## Records supplied
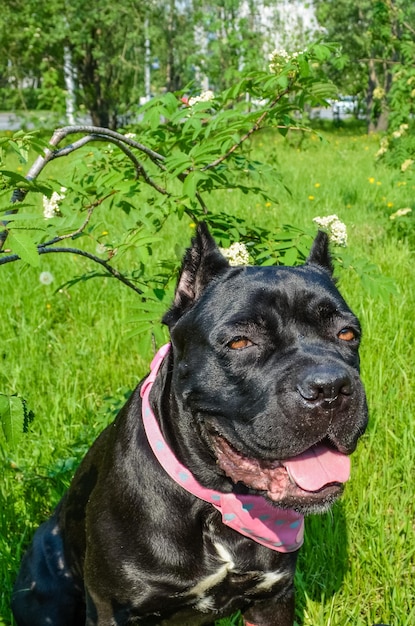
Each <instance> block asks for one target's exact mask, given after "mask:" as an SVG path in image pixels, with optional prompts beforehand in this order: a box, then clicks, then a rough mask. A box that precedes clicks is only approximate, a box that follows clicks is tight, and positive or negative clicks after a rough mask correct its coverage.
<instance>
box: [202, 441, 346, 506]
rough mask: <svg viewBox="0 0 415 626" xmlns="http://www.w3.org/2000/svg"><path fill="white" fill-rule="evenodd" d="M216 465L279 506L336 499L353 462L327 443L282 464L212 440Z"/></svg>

...

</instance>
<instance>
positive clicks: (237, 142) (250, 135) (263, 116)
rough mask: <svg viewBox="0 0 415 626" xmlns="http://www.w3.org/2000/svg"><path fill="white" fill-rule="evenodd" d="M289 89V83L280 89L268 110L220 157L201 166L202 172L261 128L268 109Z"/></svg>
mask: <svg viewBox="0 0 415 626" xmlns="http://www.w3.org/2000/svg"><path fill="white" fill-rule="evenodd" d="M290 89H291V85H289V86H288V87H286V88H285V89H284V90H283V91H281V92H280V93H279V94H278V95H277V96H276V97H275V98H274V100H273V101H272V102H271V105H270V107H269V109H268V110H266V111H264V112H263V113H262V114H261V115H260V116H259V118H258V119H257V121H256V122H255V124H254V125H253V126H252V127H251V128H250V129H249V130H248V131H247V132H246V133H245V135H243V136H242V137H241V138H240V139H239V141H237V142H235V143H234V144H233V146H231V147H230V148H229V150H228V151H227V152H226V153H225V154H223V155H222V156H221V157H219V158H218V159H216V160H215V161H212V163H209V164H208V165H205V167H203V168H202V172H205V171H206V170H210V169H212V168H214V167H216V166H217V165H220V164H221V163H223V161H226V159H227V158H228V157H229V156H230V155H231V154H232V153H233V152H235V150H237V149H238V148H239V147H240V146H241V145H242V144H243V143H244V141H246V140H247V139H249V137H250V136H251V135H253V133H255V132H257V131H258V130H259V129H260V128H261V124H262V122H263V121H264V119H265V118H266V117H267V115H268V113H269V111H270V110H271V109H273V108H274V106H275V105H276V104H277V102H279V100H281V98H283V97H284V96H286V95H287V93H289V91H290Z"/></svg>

## Work order
What is needed is one number: how many lines of the records above contain the word "instance".

## Output for this exercise
4